===== Material for this exercise =====

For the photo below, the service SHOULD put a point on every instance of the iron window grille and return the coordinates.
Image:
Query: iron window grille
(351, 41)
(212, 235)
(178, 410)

=====

◆ Given problem:
Arrange these lines as a Markdown table with the columns Row and Text, numbering each line in Row and skipping any blank lines.

◆ Right answer:
| Row | Text |
|---|---|
| 1 | For the photo below, the service SHOULD put a point on every instance of the iron window grille and return the coordinates. |
| 2 | Image: |
| 3 | Query: iron window grille |
| 4 | (351, 41) |
| 5 | (212, 235) |
| 6 | (178, 410) |